◆ Directions
a. According to the market report, how much did Telecom Italia fall?
b. For each statement, say whether the market report agrees with it, and quote the words that decide it. (i) The STOXX 600 index closed the day lower. (ii) Travel and leisure stocks were the best performing European sector for the day. (iii) Inflation in the bloc turned negative for the first time since May 2016.

◆ Excerpt
= = = = =
STMicroelectronics, Dialog Semiconductor, Infineon Technologies and ASML were up between 1 per cent and 4 per cent.

The pan-European STOXX 600 index ended 0.4 per cent lower after swinging in a range of 0.8 per cent to negative 1 per cent. The benchmark index has fallen behind its Wall Street peers this year, sticking to a tight trading range since June amid signs of a stalling euro zone economic recovery.

The European volatility index rose as much as 1 point to 27.8950 during the session.

Inflation in the bloc turned negative last month for the first time since May 2016, putting further pressure on the European Central Bank to inject yet more stimulus to generate price growth, which has undershot its target for over seven years.

A recovery in local manufacturing activity continued through August, a survey showed.

Travel and leisure stocks were the worst performing European sector for the day, as spiking covid-19 cases in popular tourist destination Portugal spurred concerns about the country being quarantined.

British blue-chip stocks fell in catch-up trade after a holiday on Monday, touching a more than three-month closing low.

Financial stocks, particularly EU banks, marked a second straight day of losses. Rabobank’s Mevissen said recent selling in financials was driven by expectations of an increased amount of bankruptcies in the second half of the year, due to the impact of the novel coronavirus.

China-sensitive sectors such as basic resources rose after robust manufacturing data from the country pushed up base metal prices.

Telecom Italia fell 2.1 per cent after its board approved a sale of a minority stake in its last-mile grid to US investment firm KKR, while endorsing a government plan to create a single ultra-fast network with rival Open Fiber.
= = = = =
(Stored data)
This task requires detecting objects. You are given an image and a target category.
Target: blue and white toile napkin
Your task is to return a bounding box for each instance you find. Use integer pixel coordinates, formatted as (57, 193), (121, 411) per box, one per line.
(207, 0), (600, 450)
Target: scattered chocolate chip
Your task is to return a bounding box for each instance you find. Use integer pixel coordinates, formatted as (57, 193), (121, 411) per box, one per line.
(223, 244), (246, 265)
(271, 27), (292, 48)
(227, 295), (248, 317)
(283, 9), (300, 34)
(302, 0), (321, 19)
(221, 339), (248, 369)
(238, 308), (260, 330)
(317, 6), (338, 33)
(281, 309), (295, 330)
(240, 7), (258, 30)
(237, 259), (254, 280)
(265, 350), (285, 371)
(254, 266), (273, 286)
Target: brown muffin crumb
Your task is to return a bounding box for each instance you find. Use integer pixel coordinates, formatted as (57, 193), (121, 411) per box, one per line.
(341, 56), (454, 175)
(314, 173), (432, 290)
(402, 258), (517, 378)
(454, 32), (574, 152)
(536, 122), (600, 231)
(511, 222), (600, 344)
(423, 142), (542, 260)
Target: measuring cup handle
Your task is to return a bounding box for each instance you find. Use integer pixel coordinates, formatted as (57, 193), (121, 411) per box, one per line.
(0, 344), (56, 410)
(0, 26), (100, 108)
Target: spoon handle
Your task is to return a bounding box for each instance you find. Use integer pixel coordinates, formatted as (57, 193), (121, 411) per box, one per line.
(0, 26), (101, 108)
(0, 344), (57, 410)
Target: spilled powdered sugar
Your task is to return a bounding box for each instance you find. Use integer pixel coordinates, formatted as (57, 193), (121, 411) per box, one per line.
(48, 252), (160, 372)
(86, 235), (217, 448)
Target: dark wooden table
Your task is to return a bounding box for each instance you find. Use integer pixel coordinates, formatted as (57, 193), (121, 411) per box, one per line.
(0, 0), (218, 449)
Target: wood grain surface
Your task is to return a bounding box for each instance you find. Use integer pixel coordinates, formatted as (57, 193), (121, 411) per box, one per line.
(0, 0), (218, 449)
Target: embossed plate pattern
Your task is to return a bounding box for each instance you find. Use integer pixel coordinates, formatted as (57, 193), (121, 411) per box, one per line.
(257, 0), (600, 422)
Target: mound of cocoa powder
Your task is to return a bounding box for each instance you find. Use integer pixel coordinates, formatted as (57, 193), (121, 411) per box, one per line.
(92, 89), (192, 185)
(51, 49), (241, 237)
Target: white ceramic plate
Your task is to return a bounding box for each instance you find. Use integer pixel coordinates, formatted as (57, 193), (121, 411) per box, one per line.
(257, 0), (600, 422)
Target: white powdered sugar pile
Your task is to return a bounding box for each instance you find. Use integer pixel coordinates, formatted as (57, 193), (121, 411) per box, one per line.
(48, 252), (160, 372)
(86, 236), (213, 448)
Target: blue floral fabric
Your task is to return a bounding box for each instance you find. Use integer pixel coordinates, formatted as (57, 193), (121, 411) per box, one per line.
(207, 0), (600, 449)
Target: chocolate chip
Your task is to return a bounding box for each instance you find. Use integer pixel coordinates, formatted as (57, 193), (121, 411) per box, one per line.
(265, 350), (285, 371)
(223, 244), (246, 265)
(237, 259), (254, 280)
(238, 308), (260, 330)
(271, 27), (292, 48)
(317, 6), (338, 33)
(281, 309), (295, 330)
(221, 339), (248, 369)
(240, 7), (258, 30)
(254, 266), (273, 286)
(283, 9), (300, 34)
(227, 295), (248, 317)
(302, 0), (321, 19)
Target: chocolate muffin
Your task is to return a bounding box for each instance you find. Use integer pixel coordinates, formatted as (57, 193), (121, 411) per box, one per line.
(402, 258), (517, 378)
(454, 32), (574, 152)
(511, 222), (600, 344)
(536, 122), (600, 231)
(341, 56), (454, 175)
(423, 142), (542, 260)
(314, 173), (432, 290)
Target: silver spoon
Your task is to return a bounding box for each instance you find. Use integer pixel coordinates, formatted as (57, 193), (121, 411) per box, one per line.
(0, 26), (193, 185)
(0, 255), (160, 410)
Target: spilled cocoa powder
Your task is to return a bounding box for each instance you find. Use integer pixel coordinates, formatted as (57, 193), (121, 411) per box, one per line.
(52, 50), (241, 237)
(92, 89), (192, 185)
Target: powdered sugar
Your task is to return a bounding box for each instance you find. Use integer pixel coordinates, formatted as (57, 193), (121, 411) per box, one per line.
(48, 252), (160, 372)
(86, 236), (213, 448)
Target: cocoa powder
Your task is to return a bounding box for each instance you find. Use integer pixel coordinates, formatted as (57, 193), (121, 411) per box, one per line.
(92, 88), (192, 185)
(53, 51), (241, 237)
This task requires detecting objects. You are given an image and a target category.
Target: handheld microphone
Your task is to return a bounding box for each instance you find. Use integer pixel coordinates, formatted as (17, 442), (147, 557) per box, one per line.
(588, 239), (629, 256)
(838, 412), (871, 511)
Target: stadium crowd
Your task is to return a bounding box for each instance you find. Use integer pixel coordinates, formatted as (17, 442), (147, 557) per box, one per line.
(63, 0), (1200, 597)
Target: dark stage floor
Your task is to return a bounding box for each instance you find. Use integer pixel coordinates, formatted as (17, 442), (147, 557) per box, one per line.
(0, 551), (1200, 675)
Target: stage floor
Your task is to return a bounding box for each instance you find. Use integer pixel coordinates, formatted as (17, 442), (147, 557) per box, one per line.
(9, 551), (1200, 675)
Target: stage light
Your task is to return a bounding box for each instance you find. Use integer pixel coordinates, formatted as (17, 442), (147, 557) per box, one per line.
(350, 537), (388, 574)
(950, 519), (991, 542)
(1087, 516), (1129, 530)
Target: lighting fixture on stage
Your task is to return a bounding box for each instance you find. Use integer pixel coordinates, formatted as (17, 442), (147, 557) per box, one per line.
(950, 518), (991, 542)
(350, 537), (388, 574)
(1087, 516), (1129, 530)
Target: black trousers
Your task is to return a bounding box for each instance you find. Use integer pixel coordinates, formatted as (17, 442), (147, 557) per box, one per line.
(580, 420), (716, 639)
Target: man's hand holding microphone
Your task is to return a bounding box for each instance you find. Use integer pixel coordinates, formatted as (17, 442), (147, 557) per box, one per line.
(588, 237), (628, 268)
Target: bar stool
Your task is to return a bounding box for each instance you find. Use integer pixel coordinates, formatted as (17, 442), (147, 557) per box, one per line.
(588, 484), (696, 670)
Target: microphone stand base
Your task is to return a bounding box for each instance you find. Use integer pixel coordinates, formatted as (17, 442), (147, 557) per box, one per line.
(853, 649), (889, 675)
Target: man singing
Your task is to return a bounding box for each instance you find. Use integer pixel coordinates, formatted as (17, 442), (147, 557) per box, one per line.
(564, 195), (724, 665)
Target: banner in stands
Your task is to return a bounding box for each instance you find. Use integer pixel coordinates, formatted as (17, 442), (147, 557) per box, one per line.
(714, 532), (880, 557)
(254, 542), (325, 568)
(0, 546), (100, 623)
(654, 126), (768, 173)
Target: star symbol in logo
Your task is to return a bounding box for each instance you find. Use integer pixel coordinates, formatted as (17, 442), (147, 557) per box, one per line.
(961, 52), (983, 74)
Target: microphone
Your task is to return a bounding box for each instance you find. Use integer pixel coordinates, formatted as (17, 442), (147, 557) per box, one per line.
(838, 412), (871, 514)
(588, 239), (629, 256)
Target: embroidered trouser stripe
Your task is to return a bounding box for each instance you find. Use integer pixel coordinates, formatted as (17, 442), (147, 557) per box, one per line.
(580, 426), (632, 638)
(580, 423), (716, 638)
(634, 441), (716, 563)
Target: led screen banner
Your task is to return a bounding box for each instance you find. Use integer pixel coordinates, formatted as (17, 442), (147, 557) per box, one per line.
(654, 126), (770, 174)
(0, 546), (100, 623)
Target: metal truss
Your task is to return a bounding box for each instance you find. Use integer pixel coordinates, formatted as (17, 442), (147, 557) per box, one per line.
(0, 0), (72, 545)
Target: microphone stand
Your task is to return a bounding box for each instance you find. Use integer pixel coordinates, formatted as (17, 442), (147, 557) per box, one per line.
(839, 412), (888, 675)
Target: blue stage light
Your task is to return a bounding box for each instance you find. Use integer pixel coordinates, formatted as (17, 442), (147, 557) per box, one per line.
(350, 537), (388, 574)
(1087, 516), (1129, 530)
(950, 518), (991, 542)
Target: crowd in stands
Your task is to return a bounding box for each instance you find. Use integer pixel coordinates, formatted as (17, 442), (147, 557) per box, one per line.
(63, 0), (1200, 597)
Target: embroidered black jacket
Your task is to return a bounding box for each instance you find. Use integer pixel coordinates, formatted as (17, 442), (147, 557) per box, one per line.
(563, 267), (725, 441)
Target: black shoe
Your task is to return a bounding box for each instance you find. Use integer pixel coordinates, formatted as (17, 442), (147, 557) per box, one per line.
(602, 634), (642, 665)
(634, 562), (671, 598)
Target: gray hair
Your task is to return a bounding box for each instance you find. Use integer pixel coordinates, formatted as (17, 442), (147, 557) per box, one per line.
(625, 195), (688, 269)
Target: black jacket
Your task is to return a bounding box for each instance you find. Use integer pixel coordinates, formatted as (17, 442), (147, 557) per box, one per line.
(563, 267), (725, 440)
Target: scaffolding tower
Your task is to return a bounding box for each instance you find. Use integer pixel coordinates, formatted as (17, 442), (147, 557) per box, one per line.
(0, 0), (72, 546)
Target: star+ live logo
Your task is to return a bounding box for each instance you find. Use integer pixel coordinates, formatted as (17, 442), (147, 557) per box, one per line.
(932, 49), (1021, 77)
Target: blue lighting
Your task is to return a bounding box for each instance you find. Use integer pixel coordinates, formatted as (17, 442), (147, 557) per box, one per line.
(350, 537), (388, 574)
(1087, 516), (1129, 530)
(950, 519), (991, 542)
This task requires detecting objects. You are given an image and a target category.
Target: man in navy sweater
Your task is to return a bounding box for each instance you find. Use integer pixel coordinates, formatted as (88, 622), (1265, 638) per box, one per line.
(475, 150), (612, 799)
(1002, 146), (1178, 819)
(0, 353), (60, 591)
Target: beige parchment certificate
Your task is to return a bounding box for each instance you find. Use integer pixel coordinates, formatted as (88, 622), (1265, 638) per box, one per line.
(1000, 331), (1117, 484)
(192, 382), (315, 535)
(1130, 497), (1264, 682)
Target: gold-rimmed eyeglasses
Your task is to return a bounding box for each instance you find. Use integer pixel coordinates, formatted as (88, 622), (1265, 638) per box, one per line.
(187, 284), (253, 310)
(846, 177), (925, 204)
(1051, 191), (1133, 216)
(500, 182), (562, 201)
= = = = =
◆ Responses
a. 2.1 per cent

b.
(i) Yes: "The pan-European STOXX 600 index ended 0.4 per cent lower"
(ii) No: "Travel and leisure stocks were the worst performing European sector for the day"
(iii) Yes: "Inflation in the bloc turned negative last month for the first time since May 2016"